Begin DATASET CONTENT

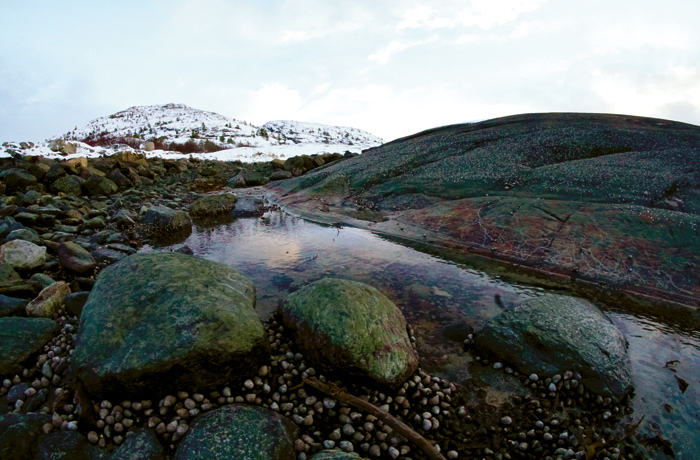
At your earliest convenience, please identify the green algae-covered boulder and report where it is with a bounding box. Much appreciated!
[310,449,362,460]
[190,193,238,217]
[173,404,298,460]
[280,278,418,387]
[0,317,58,375]
[476,295,632,401]
[0,413,51,460]
[71,253,268,397]
[141,206,192,236]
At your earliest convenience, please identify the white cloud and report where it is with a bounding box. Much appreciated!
[367,37,436,65]
[397,0,547,30]
[591,66,700,123]
[241,83,302,124]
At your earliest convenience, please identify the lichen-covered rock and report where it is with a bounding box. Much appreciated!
[476,295,632,401]
[310,449,362,460]
[141,206,192,233]
[0,414,51,460]
[84,174,119,195]
[35,431,110,460]
[0,318,58,375]
[0,240,46,270]
[51,176,85,196]
[58,241,97,274]
[71,253,268,397]
[231,196,265,217]
[0,294,27,318]
[173,404,298,460]
[190,193,238,217]
[27,281,70,319]
[109,428,164,460]
[280,278,418,387]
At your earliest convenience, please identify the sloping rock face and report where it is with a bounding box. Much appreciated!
[476,295,632,401]
[71,253,268,397]
[267,114,700,307]
[280,278,418,387]
[173,404,299,460]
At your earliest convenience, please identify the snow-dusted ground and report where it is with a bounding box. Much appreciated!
[0,142,370,163]
[0,104,383,163]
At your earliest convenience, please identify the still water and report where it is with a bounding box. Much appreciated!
[147,211,700,459]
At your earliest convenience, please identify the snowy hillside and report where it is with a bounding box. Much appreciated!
[61,104,382,153]
[0,104,383,162]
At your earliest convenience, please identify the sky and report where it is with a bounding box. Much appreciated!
[0,0,700,142]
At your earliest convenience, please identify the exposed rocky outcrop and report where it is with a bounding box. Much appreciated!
[476,295,632,401]
[72,253,267,396]
[173,404,298,460]
[280,278,418,387]
[268,114,700,307]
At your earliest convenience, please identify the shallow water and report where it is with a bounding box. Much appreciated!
[146,211,700,459]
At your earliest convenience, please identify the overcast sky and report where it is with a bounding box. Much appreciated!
[0,0,700,141]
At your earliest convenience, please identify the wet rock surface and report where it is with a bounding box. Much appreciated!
[0,145,688,460]
[280,278,418,387]
[72,253,267,397]
[476,295,632,401]
[268,114,700,308]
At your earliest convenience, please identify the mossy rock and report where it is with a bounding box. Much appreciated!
[190,193,238,217]
[0,318,58,375]
[72,253,269,397]
[476,295,632,401]
[173,404,299,460]
[280,278,418,387]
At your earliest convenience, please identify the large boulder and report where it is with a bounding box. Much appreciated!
[72,253,268,397]
[0,318,58,375]
[0,240,46,270]
[58,241,97,274]
[190,193,238,217]
[280,278,418,387]
[173,404,299,460]
[476,295,632,401]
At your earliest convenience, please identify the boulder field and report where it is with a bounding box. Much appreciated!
[266,113,700,308]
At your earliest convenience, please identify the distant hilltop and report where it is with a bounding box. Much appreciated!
[0,104,383,161]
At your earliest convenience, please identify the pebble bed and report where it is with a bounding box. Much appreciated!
[0,308,641,460]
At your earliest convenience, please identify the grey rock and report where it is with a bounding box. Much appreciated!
[173,404,298,460]
[280,278,418,387]
[476,295,632,401]
[0,240,46,270]
[0,318,58,375]
[71,253,268,397]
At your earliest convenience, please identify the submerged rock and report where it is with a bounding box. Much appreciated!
[173,404,299,460]
[0,240,46,270]
[476,295,632,401]
[72,253,268,396]
[280,278,418,387]
[190,193,238,217]
[58,241,97,274]
[0,318,58,375]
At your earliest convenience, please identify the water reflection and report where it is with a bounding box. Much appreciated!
[145,211,700,459]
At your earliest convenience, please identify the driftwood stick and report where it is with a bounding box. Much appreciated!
[304,377,445,460]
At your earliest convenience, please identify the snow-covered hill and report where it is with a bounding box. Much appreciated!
[0,104,383,162]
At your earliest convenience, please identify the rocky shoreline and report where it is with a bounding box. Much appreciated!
[0,153,660,460]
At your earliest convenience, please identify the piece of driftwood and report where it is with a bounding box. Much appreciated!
[304,377,445,460]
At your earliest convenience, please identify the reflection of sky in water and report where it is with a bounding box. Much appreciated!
[160,212,700,459]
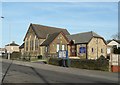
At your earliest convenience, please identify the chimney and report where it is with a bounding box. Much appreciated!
[12,41,15,43]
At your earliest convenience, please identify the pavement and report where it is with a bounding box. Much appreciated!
[2,59,118,83]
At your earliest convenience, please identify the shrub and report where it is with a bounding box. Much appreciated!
[49,58,62,66]
[10,52,21,59]
[70,59,109,71]
[38,55,42,59]
[49,56,109,71]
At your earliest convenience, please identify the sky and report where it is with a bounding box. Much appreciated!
[0,2,118,47]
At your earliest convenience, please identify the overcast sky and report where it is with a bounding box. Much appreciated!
[0,2,118,47]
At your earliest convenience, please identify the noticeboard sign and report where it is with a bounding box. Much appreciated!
[79,47,86,53]
[58,50,68,58]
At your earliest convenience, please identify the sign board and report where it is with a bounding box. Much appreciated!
[58,50,68,58]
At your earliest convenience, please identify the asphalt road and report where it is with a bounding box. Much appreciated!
[2,61,117,85]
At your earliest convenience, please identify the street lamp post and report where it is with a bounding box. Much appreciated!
[1,16,11,59]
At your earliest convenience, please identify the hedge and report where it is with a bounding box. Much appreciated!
[48,58,62,66]
[70,59,109,71]
[49,58,109,71]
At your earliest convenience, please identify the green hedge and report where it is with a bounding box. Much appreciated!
[70,59,109,71]
[49,58,109,71]
[48,58,62,66]
[10,52,21,60]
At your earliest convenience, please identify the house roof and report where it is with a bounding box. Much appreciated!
[5,41,19,46]
[41,32,60,46]
[67,31,106,44]
[24,24,70,40]
[19,43,24,49]
[107,39,120,44]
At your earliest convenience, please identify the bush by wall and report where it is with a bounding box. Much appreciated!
[70,59,109,71]
[49,57,109,71]
[48,58,62,66]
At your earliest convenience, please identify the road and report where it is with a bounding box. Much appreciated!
[2,60,118,85]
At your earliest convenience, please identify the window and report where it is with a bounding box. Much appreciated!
[101,49,103,53]
[62,45,65,50]
[79,47,86,53]
[92,48,94,52]
[46,47,48,52]
[57,44,60,52]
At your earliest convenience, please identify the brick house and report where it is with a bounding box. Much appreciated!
[41,32,69,57]
[67,31,107,59]
[24,24,70,57]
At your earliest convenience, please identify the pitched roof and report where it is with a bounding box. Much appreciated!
[67,31,105,44]
[41,32,60,46]
[5,41,19,46]
[107,39,120,44]
[19,43,24,49]
[24,24,70,40]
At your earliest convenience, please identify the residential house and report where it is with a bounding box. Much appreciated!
[40,32,69,57]
[5,41,19,53]
[24,23,70,57]
[107,39,120,55]
[67,31,107,59]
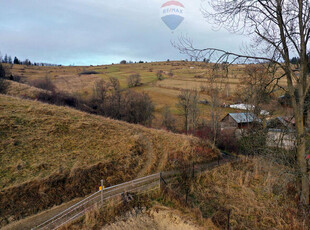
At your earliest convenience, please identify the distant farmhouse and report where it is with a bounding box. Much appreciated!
[267,117,296,150]
[221,113,262,130]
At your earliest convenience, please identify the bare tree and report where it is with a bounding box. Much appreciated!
[201,74,223,144]
[162,106,176,132]
[127,74,141,88]
[176,0,310,205]
[93,79,108,102]
[177,89,199,134]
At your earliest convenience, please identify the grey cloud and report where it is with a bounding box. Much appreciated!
[0,0,247,65]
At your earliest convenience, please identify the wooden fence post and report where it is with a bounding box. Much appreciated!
[227,209,231,230]
[192,162,195,179]
[101,180,103,204]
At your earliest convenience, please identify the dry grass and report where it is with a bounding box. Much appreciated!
[191,158,307,230]
[0,95,218,224]
[60,157,302,230]
[4,61,286,129]
[7,80,46,99]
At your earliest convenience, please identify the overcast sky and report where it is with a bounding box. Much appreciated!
[0,0,245,65]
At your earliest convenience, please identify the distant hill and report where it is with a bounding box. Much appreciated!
[0,95,218,225]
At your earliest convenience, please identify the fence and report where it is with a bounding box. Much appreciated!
[32,156,235,230]
[32,173,160,230]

End DATASET CONTENT

[AIM OF THE EXERCISE]:
Could you rewrite the stretch of entries from the line containing "At your earliest convenience, please identify the large" through the line containing "[266,113,700,308]", putting "rectangle" in place of "bounding box" and leaving everything else unchanged?

[SOLUTION]:
At your earliest convenience, please identify the large boulder and report where it is with a rectangle. Much appreciated!
[72,253,268,397]
[0,318,58,375]
[0,240,46,270]
[58,241,97,274]
[190,193,238,217]
[280,278,418,387]
[173,404,299,460]
[476,295,632,401]
At your earliest convenience, please identify the boulder field and report where it is with a rectangle. Much appreciated!
[266,113,700,308]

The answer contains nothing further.